[START OF PASSAGE PROVIDED]

The following code doesn’t cause nearly as much learning as it should.
Basically, I create two groups 0 and 1, each having two points, and want them separated by a sigmoid function, using mean square error as loss.
During training, the loss function isn’t decreasing, as reported by the callback:
using Flux
xs_test = [[0.5, 0.25],[0.5, 0.25],[0.5, 0.5],[0.5, 0.5]]
ys_test = [0, 0, 1, 1]
model = Dense(2, 1, σ)
model.W .= ones(1, 2)
model.b .= ones(1)
loss(x, y) = Flux.mse(model(x), y)
ps = params(model)
data = zip(xs_test, ys_test)
opt = Descent(0.1)
plot(loss.(xs_test, ys_test), label="before training")
Flux.train!(loss, ps, data, opt; cb = () -> println("Current loss: ", sum(loss.(xs_test, ys_test))))

[END OF PASSAGE PROVIDED]

WHAT TO WORK ON –
Return the stretch of the Flux training post word for word, beginning at "During training, the" and stopping after "data = zip(xs_test, ys_test)". The material that comes next is from a different source.

[START OF RECORD SET]

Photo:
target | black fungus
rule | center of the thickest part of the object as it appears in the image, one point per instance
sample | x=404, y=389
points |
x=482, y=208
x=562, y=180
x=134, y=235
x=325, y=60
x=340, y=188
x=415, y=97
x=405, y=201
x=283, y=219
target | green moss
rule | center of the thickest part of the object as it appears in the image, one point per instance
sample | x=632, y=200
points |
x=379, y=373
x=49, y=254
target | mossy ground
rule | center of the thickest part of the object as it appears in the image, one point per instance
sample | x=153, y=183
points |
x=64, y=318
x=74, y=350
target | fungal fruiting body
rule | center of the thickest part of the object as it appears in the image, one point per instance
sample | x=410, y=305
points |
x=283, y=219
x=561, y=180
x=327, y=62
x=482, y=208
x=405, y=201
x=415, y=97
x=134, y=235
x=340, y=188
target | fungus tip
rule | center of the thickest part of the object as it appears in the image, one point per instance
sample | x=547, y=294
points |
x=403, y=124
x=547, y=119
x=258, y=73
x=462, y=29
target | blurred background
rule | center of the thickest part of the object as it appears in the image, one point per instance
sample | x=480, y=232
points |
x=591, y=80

[END OF RECORD SET]

THE RESPONSE –
During training, the loss function isn’t decreasing, as reported by the callback:
using Flux
xs_test = [[0.5, 0.25],[0.5, 0.25],[0.5, 0.5],[0.5, 0.5]]
ys_test = [0, 0, 1, 1]
model = Dense(2, 1, σ)
model.W .= ones(1, 2)
model.b .= ones(1)
loss(x, y) = Flux.mse(model(x), y)
ps = params(model)
data = zip(xs_test, ys_test)